=== Provided entries ===
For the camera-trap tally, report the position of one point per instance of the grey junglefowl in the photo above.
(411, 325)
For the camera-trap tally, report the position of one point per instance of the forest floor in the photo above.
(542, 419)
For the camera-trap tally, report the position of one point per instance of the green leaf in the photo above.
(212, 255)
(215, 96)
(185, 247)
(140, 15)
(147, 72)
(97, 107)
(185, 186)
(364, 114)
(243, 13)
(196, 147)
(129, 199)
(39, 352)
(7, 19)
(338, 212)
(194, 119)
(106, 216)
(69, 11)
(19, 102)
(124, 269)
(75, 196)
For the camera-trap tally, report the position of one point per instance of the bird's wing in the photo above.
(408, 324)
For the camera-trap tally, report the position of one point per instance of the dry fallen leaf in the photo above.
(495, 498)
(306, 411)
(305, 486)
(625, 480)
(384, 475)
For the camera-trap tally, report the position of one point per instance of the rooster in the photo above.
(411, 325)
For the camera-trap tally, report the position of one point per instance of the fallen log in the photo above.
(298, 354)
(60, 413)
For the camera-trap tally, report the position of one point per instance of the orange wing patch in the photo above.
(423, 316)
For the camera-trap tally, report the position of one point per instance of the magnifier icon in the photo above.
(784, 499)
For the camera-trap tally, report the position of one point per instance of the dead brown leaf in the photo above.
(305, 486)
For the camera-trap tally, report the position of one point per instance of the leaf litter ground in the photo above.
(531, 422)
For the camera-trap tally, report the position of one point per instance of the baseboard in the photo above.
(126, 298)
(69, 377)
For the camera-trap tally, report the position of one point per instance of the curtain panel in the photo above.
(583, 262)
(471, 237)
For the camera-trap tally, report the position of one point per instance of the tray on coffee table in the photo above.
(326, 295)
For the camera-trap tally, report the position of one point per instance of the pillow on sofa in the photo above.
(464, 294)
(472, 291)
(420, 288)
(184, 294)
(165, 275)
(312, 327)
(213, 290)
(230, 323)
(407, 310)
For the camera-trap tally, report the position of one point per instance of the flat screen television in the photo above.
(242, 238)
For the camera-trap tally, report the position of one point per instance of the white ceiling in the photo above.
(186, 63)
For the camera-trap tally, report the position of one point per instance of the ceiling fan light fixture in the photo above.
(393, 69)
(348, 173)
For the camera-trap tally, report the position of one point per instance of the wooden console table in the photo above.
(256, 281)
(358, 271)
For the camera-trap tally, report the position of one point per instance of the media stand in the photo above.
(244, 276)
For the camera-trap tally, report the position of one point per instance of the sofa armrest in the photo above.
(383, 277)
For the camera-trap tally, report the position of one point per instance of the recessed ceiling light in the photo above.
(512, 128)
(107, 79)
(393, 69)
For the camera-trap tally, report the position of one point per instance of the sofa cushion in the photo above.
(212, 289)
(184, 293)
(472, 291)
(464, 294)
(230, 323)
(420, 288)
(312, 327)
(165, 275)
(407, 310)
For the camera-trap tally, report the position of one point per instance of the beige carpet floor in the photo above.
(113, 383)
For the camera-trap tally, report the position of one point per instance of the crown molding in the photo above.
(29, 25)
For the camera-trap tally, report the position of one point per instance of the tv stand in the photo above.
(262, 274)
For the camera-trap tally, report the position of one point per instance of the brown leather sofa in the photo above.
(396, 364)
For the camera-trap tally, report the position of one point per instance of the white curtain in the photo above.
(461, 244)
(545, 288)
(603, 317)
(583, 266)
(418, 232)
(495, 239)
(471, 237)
===
Exercise details. Would you transcribe the whole listing, keeping every character the same?

The completed task.
For the camera-trap tally, report the position of one point per instance of the grey junglefowl in the photo above.
(411, 325)
For the camera-trap tally, report the position of one point per instance of the forest floor in the photo above.
(542, 419)
For the camera-trap tally, report the position of one point per instance of the green leaf in the photo above.
(212, 255)
(215, 96)
(185, 247)
(140, 15)
(147, 72)
(97, 107)
(185, 186)
(364, 114)
(243, 13)
(196, 147)
(129, 199)
(39, 352)
(7, 19)
(338, 212)
(194, 119)
(106, 216)
(69, 11)
(19, 102)
(124, 269)
(75, 196)
For the camera-trap tally, report the position of one point per instance of the bird's wing in the photo above.
(408, 324)
For the camera-trap tally, report the position of one point per instance of the dry fallen leaf in the photo above.
(495, 498)
(306, 411)
(305, 486)
(625, 480)
(384, 475)
For the camera-trap tally, report the position of one point per instance of the rooster in the photo above.
(411, 325)
For the camera-trap tally, report the position of one point per instance of the fallen log in the photo above.
(298, 354)
(60, 413)
For the camera-trap tally, report the position of one point per instance of the orange wing patch in the photo above.
(423, 316)
For the camera-trap tally, report the position of one point per instance of the magnifier icon in the photo above.
(784, 499)
For the camera-trap tally, report the position of one point per instance of the dead brown leaf in the photo above.
(305, 486)
For the camera-trap tally, report the position of one point per instance of the leaf litter ground in the photo above.
(531, 422)
For the camera-trap tally, report the position of one point per instance of the baseboard in the photo above.
(126, 298)
(69, 377)
For the camera-trap tally, report the position of one point per instance of the curtain panel in the photo above.
(583, 262)
(471, 237)
For the camera-trap tally, report the position of one point per instance of the tray on coffee table in the photo above.
(326, 295)
For the camera-trap tally, report the position of one point per instance of the pillow on sofa in the photo above.
(464, 294)
(472, 291)
(420, 288)
(184, 294)
(165, 275)
(312, 327)
(213, 290)
(230, 323)
(407, 310)
For the camera-trap tally, report the position of one point per instance of the flat screen television in the photo above.
(242, 238)
For the camera-trap tally, report the position of one point per instance of the white ceiling in the photo above.
(186, 63)
For the camera-trap tally, report the position of one point per instance of the ceiling fan light fixture in the photo above.
(393, 69)
(348, 173)
For the camera-trap tally, report the position of one point per instance of the wooden console table in the photo above.
(256, 281)
(358, 271)
For the camera-trap tally, report the position of one point per instance of the media stand in the photo above.
(244, 276)
For the camera-trap tally, report the position of one point per instance of the sofa armrest in the photo above.
(383, 277)
For the camera-trap tally, report the position of one point per instance of the recessed ceiling light in the photo above.
(512, 128)
(107, 79)
(393, 69)
For the camera-trap tally, report the position of one point per instance of the sofa cushion in the photo above.
(212, 289)
(184, 293)
(472, 291)
(464, 294)
(230, 323)
(420, 288)
(312, 327)
(165, 275)
(407, 310)
For the camera-trap tally, report the position of one point per instance of the beige carpet floor in the photo above.
(113, 383)
For the camera-trap tally, report the position of one point per instance of the crown molding in the photo above.
(29, 25)
For the camera-trap tally, report the position of one point per instance of the tv stand in the photo above.
(262, 274)
For the camera-trap tally, report the position of one point per instance of the brown leather sofa in the photo above.
(396, 364)
For the camera-trap tally, report the position of one point per instance of the white curtain in the photo above.
(461, 244)
(545, 288)
(603, 317)
(583, 266)
(418, 232)
(495, 239)
(471, 237)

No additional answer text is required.